• Action item:
Every record must be copied exactly.

• Extracted records:
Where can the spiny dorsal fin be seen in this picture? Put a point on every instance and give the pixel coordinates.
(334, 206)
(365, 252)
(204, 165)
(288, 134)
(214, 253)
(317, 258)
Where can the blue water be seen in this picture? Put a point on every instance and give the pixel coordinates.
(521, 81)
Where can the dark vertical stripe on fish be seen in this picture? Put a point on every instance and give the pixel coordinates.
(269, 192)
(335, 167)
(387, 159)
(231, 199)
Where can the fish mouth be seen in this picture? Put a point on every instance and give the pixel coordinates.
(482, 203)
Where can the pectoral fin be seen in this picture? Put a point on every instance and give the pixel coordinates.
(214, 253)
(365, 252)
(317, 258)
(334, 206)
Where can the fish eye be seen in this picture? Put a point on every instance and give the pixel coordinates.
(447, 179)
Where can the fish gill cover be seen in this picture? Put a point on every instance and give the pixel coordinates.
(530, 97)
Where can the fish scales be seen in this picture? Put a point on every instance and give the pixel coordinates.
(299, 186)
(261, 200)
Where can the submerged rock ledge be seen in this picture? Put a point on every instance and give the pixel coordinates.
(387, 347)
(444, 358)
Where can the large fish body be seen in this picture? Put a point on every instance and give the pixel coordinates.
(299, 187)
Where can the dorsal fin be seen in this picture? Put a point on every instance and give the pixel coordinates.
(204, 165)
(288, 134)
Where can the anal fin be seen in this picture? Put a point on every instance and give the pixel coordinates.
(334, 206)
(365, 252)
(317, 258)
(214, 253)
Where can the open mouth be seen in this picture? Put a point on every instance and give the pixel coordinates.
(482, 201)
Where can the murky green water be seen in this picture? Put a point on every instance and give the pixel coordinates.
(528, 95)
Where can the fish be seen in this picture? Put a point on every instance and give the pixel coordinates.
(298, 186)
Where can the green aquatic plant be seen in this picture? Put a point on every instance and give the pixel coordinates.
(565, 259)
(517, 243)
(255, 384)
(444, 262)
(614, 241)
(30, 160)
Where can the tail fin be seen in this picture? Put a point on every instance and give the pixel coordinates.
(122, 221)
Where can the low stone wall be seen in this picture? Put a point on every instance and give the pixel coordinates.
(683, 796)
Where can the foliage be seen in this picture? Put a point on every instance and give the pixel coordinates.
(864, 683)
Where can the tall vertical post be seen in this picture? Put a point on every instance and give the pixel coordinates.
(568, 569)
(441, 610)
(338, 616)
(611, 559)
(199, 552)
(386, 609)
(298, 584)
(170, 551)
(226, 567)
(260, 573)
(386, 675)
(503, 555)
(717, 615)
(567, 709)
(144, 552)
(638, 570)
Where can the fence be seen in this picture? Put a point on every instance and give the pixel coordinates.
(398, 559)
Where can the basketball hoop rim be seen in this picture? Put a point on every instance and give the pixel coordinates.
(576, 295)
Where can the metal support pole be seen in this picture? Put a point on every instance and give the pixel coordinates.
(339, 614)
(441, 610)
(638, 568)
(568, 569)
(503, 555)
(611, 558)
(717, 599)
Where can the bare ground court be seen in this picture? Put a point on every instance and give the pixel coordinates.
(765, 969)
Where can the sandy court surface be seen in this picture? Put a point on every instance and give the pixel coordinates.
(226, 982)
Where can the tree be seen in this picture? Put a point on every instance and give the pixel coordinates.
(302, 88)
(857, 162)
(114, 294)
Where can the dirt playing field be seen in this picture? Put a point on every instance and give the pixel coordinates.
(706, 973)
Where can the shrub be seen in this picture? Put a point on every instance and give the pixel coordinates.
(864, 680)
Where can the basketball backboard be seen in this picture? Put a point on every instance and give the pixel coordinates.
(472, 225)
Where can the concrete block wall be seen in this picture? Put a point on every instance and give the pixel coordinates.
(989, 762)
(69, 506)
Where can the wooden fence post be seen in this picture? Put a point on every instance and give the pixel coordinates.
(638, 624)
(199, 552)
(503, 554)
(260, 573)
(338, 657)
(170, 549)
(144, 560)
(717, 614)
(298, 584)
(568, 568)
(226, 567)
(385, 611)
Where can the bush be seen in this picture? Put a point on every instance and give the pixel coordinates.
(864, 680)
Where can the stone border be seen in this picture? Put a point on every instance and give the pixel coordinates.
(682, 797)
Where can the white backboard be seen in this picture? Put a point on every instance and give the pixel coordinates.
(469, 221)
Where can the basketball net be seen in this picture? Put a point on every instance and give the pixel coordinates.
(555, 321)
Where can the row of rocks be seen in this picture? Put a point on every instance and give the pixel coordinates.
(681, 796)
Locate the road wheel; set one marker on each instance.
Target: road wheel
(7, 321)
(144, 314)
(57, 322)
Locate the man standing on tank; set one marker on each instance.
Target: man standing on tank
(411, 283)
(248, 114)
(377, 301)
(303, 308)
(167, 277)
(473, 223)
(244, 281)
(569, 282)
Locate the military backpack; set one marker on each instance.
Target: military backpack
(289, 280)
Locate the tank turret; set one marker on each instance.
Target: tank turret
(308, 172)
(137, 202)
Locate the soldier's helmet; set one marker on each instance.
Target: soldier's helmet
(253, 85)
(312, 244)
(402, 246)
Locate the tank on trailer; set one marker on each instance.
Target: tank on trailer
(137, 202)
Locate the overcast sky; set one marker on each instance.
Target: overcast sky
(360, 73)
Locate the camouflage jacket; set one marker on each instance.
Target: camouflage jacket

• Reply:
Where can the spiny dorsal fin be seen in this picture? Put a point on every instance and give the pixel coordinates.
(334, 206)
(365, 252)
(204, 165)
(288, 134)
(214, 253)
(317, 258)
Where can the blue water be seen in this picture? Put a point on every instance and give the pixel coordinates.
(521, 81)
Where can the dark vertical stripe on fish be seen in this picture? Put a point on every instance and give the pixel coordinates.
(269, 192)
(335, 167)
(387, 159)
(231, 199)
Where can the fish mouth be seen in this picture? Put a point on every instance and give the pixel coordinates.
(482, 203)
Where can the pectoral fin be seen in this picture? Put a point on every instance and give the pixel coordinates.
(214, 253)
(365, 252)
(317, 258)
(334, 206)
Where can the fish eye be seen in this picture? Put a point on every instance and give the pixel coordinates.
(447, 179)
Where can the fish gill cover be seen in this picture? Put a point on every instance and give the pixel coordinates.
(530, 97)
Where can the fish scales be seen in this picture? Put a point on every instance and give the pixel coordinates.
(299, 186)
(261, 200)
Where can the submerged rock ledge be seen in this picture? Put a point on every instance and give the pixel coordinates.
(387, 347)
(444, 358)
Where can the large fish body be seen in this picture? Put a point on every instance and give the pixel coordinates.
(299, 187)
Where can the dorsal fin be seen in this picture? Put a point on every instance and give the pixel coordinates.
(204, 165)
(288, 134)
Where can the anal fin be seen in this picture? Put a point on every instance and give the pixel coordinates.
(334, 206)
(365, 252)
(317, 258)
(214, 253)
Where can the open mouth be seen in this picture? Put a point on every instance and give the pixel coordinates.
(482, 201)
Where can the murky green water be seen in this picture? Put a point on every instance and give the pixel coordinates.
(528, 95)
Where can the fish be seen in this picture? Put a point on every instance and give the pixel coordinates.
(298, 186)
Where can the green aquatic plant be seen in this picture? Put a point on every instance and give the pixel coordinates.
(565, 259)
(517, 243)
(255, 384)
(444, 262)
(614, 241)
(30, 160)
Where can the tail fin be seen in this picture? Put a point on every instance and give the pixel coordinates.
(122, 221)
Where can the low stone wall be seen in this picture? Put a point on every instance and give the pixel coordinates.
(683, 796)
Where can the foliage be seen in this picture? Put a point on every instance and give the pixel coordinates.
(864, 683)
Where can the tall vertical post be seen in this picture? Put a point on every instance and give the pixel coordinates.
(568, 569)
(441, 610)
(338, 616)
(611, 559)
(199, 552)
(386, 609)
(298, 584)
(170, 551)
(226, 567)
(260, 573)
(386, 675)
(503, 555)
(717, 615)
(567, 709)
(144, 552)
(638, 570)
Where can the fence be seen in this picture? Put a point on every instance and give the pixel coordinates.
(398, 559)
Where can the basketball hoop rim be seen in this picture? Put a point on every instance and give the pixel coordinates.
(576, 295)
Where can the metal support pole be seen in this picture? Put a point on every instance and give the pixel coordinates.
(339, 614)
(441, 610)
(638, 568)
(568, 569)
(503, 555)
(611, 558)
(717, 599)
Where can the bare ground court be seen in this picture? Put a point on every instance and give the pixel coordinates.
(765, 969)
Where can the sandy court surface be seen in this picture? Put a point on every instance and give the pixel coordinates.
(226, 982)
Where can the tree be seen in this picture? Put a point on every instance and give the pixel coordinates.
(302, 88)
(857, 162)
(114, 294)
Where can the dirt playing field be seen in this picture? Put a point on every instance and give the pixel coordinates.
(706, 973)
Where can the shrub be seen in this picture? Put a point on every instance and give the pixel coordinates.
(864, 680)
Where can the basketball backboard be seen in this picture? Put a point on every instance and give the pixel coordinates.
(472, 225)
Where can the concrete block wall be seen in this picture? Put a point on every instance and give the pixel coordinates.
(989, 762)
(69, 506)
Where can the wooden fence post be seen in this picture? Put a point on every instance and give the pixel coordinates.
(638, 624)
(199, 552)
(503, 554)
(260, 573)
(338, 657)
(170, 549)
(144, 560)
(717, 614)
(298, 584)
(568, 568)
(226, 567)
(385, 611)
Where can the bush be seen in this picture? Put a point on every instance and give the pixel coordinates.
(864, 680)
Where can the stone border be seen in this picture? Put a point on every instance and give the pixel coordinates.
(682, 797)
Where can the white backboard be seen in this picture? Put a point on every instance and give the pixel coordinates.
(469, 221)
Where can the basketball net be seen in this picture? Put a point on every instance and give the pixel coordinates.
(555, 321)
Where can the row of rocks be seen in this picture? Put a point on every instance and give the pixel coordinates.
(681, 796)
Locate the road wheel; set one marker on each instance.
Target: road wheel
(7, 321)
(144, 314)
(57, 322)
Locate the man standing on tank; set one marker on each instance.
Target: man standing on tank
(411, 283)
(248, 114)
(377, 301)
(303, 308)
(167, 277)
(473, 223)
(244, 281)
(569, 282)
Locate the military backpack; set one marker on each instance.
Target: military backpack
(289, 280)
Locate the tank turret; set one marker on each instance.
Target: tank turret
(308, 172)
(137, 202)
Locate the soldier's helmet; set one marker on each instance.
Target: soldier's helmet
(253, 85)
(312, 244)
(402, 246)
Locate the tank on trailer; set one marker on each instance.
Target: tank on trailer
(137, 202)
Locate the overcast sky; set one marker on each instance.
Target: overcast sky
(360, 73)
Locate the camouflage jacket; set one marker on each instance.
Target: camouflage jacket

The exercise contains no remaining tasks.